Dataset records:

========

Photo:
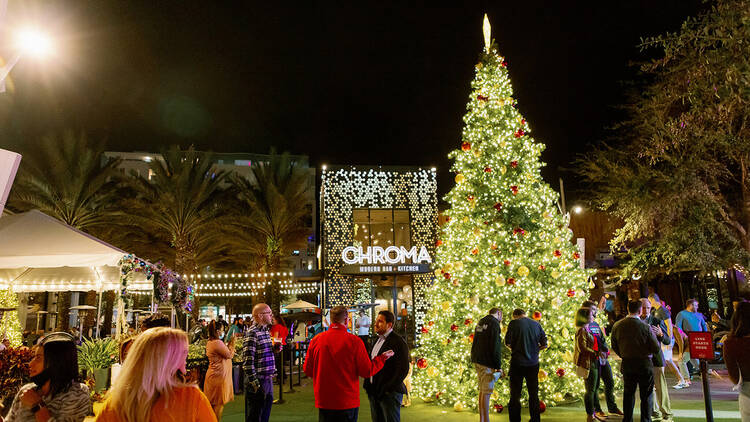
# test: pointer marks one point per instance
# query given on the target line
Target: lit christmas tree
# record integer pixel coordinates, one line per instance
(10, 325)
(505, 245)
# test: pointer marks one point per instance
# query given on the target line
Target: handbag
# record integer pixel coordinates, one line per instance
(582, 372)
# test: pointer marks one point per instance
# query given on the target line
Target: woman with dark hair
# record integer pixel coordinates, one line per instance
(55, 393)
(737, 358)
(218, 384)
(586, 358)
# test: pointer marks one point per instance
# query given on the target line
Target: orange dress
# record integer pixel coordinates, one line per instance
(185, 404)
(218, 385)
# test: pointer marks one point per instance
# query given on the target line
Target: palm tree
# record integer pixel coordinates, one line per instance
(66, 178)
(270, 221)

========

### Task prompt
Rewrite all of the lines above without the pictures, and multiply both numbers in every coordinate pair by 1.9, rounding each result to a whole number with halves rounded up.

### Expected answer
Photo:
# test: pointer marks one point per instance
# query given on the target line
Target: lit christmas tree
# record integer pixel coordinates, one line per instance
(19, 618)
(960, 466)
# test: pointer marks one point per instance
# query given on the target line
Target: handbag
# record integer pixel coordinates, one line per instance
(1106, 707)
# test: pointer marks one point per instance
# query given on the target line
Target: woman with dark hair
# record integer pixel coordinates, one line per instance
(105, 747)
(1400, 680)
(414, 730)
(1113, 680)
# test: pointer marks one point per instance
# query given on the target line
Target: orange dress
# record integer pixel coordinates, one line per instance
(352, 768)
(414, 732)
# test: pointer marks one point per instance
# query given on the target line
Target: palm tree
# record integer pixel coordinates, one line per instance
(125, 338)
(513, 420)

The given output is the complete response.